▶ Task requirements: Reproduce every one of the entries below word for word, leaving out the pictures.

▶ The data:
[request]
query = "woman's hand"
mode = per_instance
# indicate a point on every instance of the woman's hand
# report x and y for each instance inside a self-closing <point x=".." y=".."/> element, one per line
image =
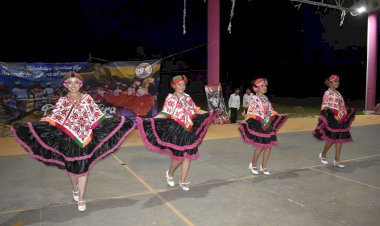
<point x="160" y="116"/>
<point x="201" y="112"/>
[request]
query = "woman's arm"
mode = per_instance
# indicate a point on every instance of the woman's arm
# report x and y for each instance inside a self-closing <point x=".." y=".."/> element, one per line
<point x="160" y="116"/>
<point x="201" y="112"/>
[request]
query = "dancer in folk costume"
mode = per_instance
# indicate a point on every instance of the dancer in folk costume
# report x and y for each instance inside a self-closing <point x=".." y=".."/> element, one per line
<point x="177" y="130"/>
<point x="334" y="121"/>
<point x="260" y="125"/>
<point x="74" y="136"/>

▶ Output:
[request]
query = "woman's hand"
mode = per_instance
# indicate a point on every instance of the woman's hand
# report x and y for each instance inside a self-closing <point x=".." y=".."/> element, one per line
image =
<point x="160" y="116"/>
<point x="201" y="112"/>
[request]
query = "woman's arm"
mode = per_instance
# indicate a point on every instance of the woman's arm
# report x and y for each instance inside a self-closing <point x=".." y=".."/> element, one per line
<point x="160" y="116"/>
<point x="201" y="112"/>
[request]
query = "dancer in folk costume"
mode = per_instance
# indicate a point on every instance of the dancer in folk costume
# report x and y for each instance inside a self-closing <point x=".." y=".."/> element, one per line
<point x="177" y="130"/>
<point x="334" y="121"/>
<point x="260" y="125"/>
<point x="74" y="136"/>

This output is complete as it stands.